-- START OF DATA FOR THE TASK --

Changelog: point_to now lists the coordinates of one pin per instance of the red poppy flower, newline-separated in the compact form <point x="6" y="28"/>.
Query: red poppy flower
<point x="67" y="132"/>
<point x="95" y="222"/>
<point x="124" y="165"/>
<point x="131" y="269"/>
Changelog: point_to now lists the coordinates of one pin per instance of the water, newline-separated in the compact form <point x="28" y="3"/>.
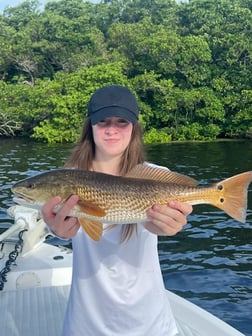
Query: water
<point x="210" y="261"/>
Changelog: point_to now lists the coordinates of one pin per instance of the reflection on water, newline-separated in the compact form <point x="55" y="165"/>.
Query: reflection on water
<point x="209" y="262"/>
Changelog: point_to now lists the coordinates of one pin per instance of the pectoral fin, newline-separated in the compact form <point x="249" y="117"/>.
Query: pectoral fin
<point x="91" y="208"/>
<point x="92" y="228"/>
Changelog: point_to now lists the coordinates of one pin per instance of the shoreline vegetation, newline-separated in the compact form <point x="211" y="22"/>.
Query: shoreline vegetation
<point x="189" y="64"/>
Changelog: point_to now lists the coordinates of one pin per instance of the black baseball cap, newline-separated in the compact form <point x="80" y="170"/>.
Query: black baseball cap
<point x="113" y="101"/>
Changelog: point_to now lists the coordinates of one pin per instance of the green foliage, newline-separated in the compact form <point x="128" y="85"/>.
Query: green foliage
<point x="189" y="64"/>
<point x="156" y="136"/>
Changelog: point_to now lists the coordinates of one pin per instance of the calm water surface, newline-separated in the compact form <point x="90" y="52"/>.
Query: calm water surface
<point x="210" y="261"/>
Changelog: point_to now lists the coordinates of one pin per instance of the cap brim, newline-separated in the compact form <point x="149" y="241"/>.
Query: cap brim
<point x="113" y="111"/>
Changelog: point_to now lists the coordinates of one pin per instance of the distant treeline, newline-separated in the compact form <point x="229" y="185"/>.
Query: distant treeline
<point x="190" y="65"/>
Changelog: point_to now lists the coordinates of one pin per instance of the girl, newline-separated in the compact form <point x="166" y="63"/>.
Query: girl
<point x="117" y="286"/>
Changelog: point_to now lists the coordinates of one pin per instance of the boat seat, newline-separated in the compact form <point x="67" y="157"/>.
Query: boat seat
<point x="42" y="311"/>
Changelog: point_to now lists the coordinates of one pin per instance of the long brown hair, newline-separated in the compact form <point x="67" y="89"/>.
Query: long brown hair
<point x="84" y="152"/>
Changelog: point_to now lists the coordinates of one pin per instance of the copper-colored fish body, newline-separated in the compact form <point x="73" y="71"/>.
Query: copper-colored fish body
<point x="123" y="200"/>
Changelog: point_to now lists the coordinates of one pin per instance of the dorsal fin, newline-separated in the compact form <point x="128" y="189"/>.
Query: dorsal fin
<point x="145" y="171"/>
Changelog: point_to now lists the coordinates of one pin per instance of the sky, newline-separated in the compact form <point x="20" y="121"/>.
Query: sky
<point x="14" y="3"/>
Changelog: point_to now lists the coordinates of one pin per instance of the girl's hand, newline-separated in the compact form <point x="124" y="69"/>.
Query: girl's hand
<point x="60" y="223"/>
<point x="167" y="220"/>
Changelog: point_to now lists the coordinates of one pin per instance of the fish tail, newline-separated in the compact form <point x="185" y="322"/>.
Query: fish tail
<point x="233" y="195"/>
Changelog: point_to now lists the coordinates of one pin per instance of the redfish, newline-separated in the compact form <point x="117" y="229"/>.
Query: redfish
<point x="112" y="199"/>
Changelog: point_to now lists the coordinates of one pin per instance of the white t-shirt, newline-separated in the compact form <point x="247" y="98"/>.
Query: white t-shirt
<point x="117" y="288"/>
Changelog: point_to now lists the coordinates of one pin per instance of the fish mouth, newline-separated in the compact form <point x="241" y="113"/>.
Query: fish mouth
<point x="21" y="200"/>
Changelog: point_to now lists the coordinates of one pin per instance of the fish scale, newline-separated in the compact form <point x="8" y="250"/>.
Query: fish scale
<point x="112" y="199"/>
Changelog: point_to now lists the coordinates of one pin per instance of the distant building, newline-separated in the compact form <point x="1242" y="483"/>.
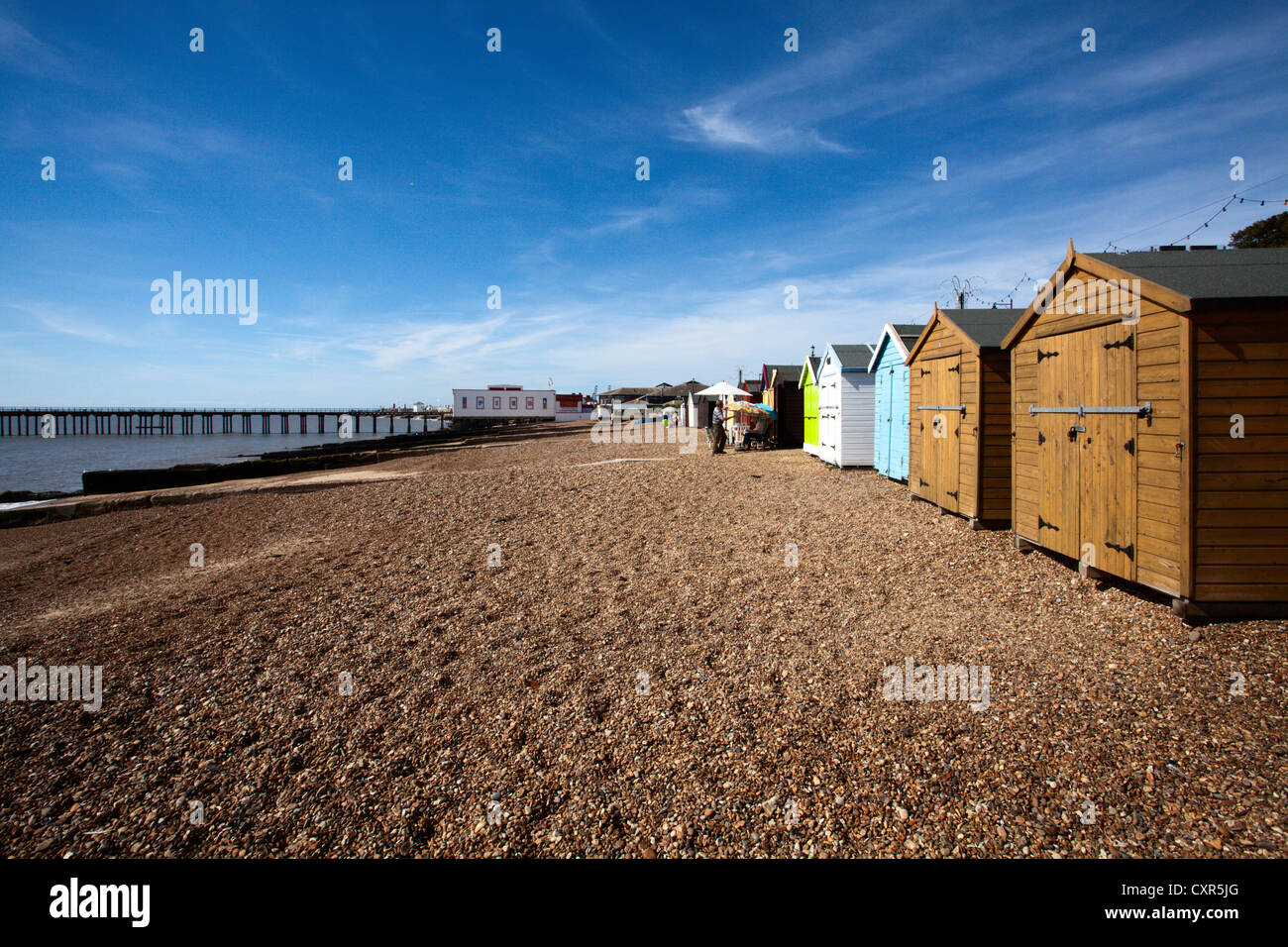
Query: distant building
<point x="503" y="402"/>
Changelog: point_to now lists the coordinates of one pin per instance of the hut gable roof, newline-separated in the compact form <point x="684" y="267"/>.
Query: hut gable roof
<point x="809" y="369"/>
<point x="980" y="329"/>
<point x="903" y="335"/>
<point x="1181" y="279"/>
<point x="851" y="357"/>
<point x="1202" y="274"/>
<point x="786" y="372"/>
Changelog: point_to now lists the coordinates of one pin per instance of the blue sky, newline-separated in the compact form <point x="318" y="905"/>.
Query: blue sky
<point x="516" y="169"/>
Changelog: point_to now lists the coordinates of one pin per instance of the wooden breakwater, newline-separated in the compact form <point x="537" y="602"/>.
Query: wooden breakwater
<point x="117" y="421"/>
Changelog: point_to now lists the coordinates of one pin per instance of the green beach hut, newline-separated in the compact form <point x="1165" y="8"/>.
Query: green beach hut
<point x="809" y="389"/>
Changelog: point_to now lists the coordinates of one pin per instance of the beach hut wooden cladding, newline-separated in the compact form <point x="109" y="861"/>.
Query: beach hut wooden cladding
<point x="960" y="414"/>
<point x="890" y="399"/>
<point x="1150" y="411"/>
<point x="845" y="406"/>
<point x="784" y="394"/>
<point x="809" y="405"/>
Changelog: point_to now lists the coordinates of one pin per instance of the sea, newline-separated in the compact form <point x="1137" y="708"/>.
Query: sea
<point x="39" y="464"/>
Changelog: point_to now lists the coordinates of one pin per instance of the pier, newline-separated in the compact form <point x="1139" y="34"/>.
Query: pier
<point x="117" y="421"/>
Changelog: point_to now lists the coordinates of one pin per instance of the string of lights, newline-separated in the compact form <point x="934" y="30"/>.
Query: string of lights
<point x="1235" y="197"/>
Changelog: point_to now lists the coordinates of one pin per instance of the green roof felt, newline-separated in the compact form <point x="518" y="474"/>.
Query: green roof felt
<point x="1253" y="273"/>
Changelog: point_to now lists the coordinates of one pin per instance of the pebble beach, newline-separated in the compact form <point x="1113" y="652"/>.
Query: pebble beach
<point x="518" y="650"/>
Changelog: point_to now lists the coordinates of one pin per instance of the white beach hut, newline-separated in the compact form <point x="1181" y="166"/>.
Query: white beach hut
<point x="845" y="406"/>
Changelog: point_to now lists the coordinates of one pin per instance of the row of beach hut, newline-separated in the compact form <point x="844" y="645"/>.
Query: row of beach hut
<point x="1133" y="418"/>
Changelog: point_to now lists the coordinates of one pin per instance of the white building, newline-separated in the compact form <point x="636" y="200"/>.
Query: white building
<point x="503" y="402"/>
<point x="845" y="406"/>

-- END OF DATA FOR THE TASK --

> REQUIRED TASK
Reproduce every one of the records above verbatim, omitting the pictures from your reproduction.

> ANSWER TO THIS PROBLEM
Changelog: point_to now lists the coordinates of one pin per instance of the red poppy flower, newline-separated in the compact form <point x="6" y="28"/>.
Query: red poppy flower
<point x="67" y="132"/>
<point x="95" y="222"/>
<point x="124" y="165"/>
<point x="131" y="269"/>
Changelog: point_to now lists the coordinates of one pin per instance of the water, newline-separated in the compact form <point x="28" y="3"/>.
Query: water
<point x="210" y="261"/>
Changelog: point_to now lists the coordinates of one pin per instance of the reflection on water, newline-separated in the compact form <point x="55" y="165"/>.
Query: reflection on water
<point x="209" y="262"/>
Changelog: point_to now lists the coordinates of one pin per instance of the pectoral fin, newline-separated in the compact form <point x="249" y="117"/>.
Query: pectoral fin
<point x="91" y="208"/>
<point x="92" y="228"/>
Changelog: point_to now lists the coordinates of one pin per instance of the shoreline vegetation, newline-separated in the compact form <point x="211" y="22"/>.
Query: shoreline vegetation
<point x="189" y="64"/>
Changelog: point_to now lists the coordinates of one pin per instance of the black baseball cap, newline-separated in the compact form <point x="80" y="170"/>.
Query: black baseball cap
<point x="113" y="101"/>
Changelog: point_to now lists the coordinates of one pin per instance of the green foliage, newline-separated in the compact form <point x="128" y="85"/>.
Query: green foliage
<point x="189" y="64"/>
<point x="156" y="136"/>
Changelog: point_to now lists the coordinates of one pin per instance of the calm water surface, newline-separated in the compact form <point x="90" y="52"/>.
Query: calm water surface
<point x="210" y="261"/>
Changelog: point_to now lists the coordinates of one pin per instance of the cap brim, newline-separated in the compact form <point x="149" y="241"/>.
Query: cap brim
<point x="113" y="111"/>
Changelog: point_to now lists the coordinates of one pin per instance of the distant treeline, newline-separated in the compact form <point x="229" y="185"/>.
Query: distant treeline
<point x="190" y="65"/>
Changelog: point_to now lists the coordinates of one pin per instance of the girl, newline-separated in the compact form <point x="166" y="63"/>.
Query: girl
<point x="117" y="286"/>
Changelog: point_to now lists the coordinates of one pin per instance of the boat seat, newline-separated in the compact form <point x="67" y="157"/>.
Query: boat seat
<point x="42" y="311"/>
Changelog: point_to now lists the coordinates of one pin per instance of the long brown hair, newline-separated in the compact form <point x="67" y="89"/>.
Query: long brown hair
<point x="84" y="152"/>
Changelog: point_to now lists the coordinates of one pin per instance of the copper-colored fish body, newline-separated in the compact form <point x="73" y="71"/>.
Query: copper-colored fish body
<point x="123" y="200"/>
Changelog: point_to now lists the coordinates of one pin per instance of the dorsal fin, newline-separated in the compact form <point x="128" y="189"/>.
Query: dorsal fin
<point x="145" y="171"/>
Changelog: point_to now lists the coordinates of one pin per instance of the sky, newline-separated in the compact form <point x="20" y="121"/>.
Query: sky
<point x="14" y="3"/>
Changelog: point_to now lists the coordinates of one pin per instance of the girl's hand, newline-separated in the compact form <point x="124" y="69"/>.
Query: girl's hand
<point x="60" y="223"/>
<point x="167" y="220"/>
Changelog: point_to now lists the coordinates of one pin per instance of the fish tail, newline-separated in the compact form <point x="185" y="322"/>.
Query: fish tail
<point x="233" y="195"/>
Changelog: point_to now lists the coordinates of one pin per instance of the redfish, newline-separated in the compact form <point x="117" y="229"/>.
Query: redfish
<point x="112" y="199"/>
Changelog: point_to now lists the coordinates of one pin per instance of the white t-shirt, newline-separated in the compact form <point x="247" y="98"/>.
Query: white t-shirt
<point x="117" y="288"/>
Changelog: point_to now lists the coordinates of one pin per instance of the fish mouth, newline-separated in the compact form <point x="241" y="113"/>.
Query: fish mouth
<point x="21" y="200"/>
Changelog: point_to now lists the coordinates of one pin per instance of the fish scale, newline-separated in the compact form <point x="8" y="250"/>.
Query: fish scale
<point x="112" y="199"/>
Changelog: point_to now lists the coordinates of one pin per instance of the distant building, newline-separated in the compact form <point x="1242" y="483"/>.
Query: distant building
<point x="503" y="402"/>
Changelog: point_to now lists the coordinates of one pin per instance of the hut gable roof, newline-separated in the compact form <point x="684" y="267"/>.
Query: hut gable roof
<point x="809" y="369"/>
<point x="980" y="329"/>
<point x="903" y="335"/>
<point x="1181" y="279"/>
<point x="851" y="357"/>
<point x="1202" y="274"/>
<point x="786" y="372"/>
Changelog: point_to now lists the coordinates of one pin per instance of the blue sky, newline-separated in the compact form <point x="318" y="905"/>.
Query: blue sky
<point x="516" y="169"/>
Changelog: point_to now lists the coordinates of one pin per instance of the wooden breakwater, newline-separated in the compact form <point x="537" y="602"/>.
Query: wooden breakwater
<point x="117" y="421"/>
Changelog: point_to now lists the coordinates of one pin per instance of the green beach hut, newline-separated in the compact form <point x="1165" y="8"/>.
Query: green beach hut
<point x="809" y="389"/>
Changelog: point_to now lists the coordinates of one pin per instance of the beach hut wooden cladding, newline-separated in the compact form <point x="109" y="861"/>.
Query: beach hut wooden cladding
<point x="960" y="414"/>
<point x="890" y="399"/>
<point x="1150" y="411"/>
<point x="845" y="406"/>
<point x="784" y="394"/>
<point x="809" y="405"/>
Changelog: point_to now lists the coordinates of one pin per instance of the sea, newline-separated in the compact form <point x="1137" y="708"/>.
Query: sea
<point x="39" y="464"/>
Changelog: point_to now lists the coordinates of one pin per instance of the pier, newline-separated in the compact form <point x="1139" y="34"/>.
Query: pier
<point x="117" y="421"/>
Changelog: point_to now lists the coordinates of one pin per instance of the string of lights, newline-separated in the compact form <point x="934" y="30"/>.
Query: string of lights
<point x="1235" y="197"/>
Changelog: point_to now lists the coordinates of one pin per instance of the green roof felt, newline-separated in the compact form <point x="518" y="474"/>.
Query: green roof felt
<point x="1253" y="273"/>
Changelog: point_to now lists the coordinates of one pin per instance of the pebble beach, newline-separated in the compact form <point x="1113" y="652"/>.
Query: pebble beach
<point x="518" y="650"/>
Changelog: point_to now lists the coordinates of one pin per instance of the white beach hut, newline-separated in the compact form <point x="1181" y="166"/>.
Query: white beach hut
<point x="845" y="406"/>
Changelog: point_to now lists the coordinates of one pin per instance of the row of beach hut, newline-separated in the compact form <point x="844" y="645"/>.
Query: row of beach hut
<point x="1133" y="418"/>
Changelog: point_to now lists the coordinates of one pin per instance of the white building, newline-separated in the compact form <point x="636" y="200"/>.
Query: white building
<point x="503" y="402"/>
<point x="845" y="406"/>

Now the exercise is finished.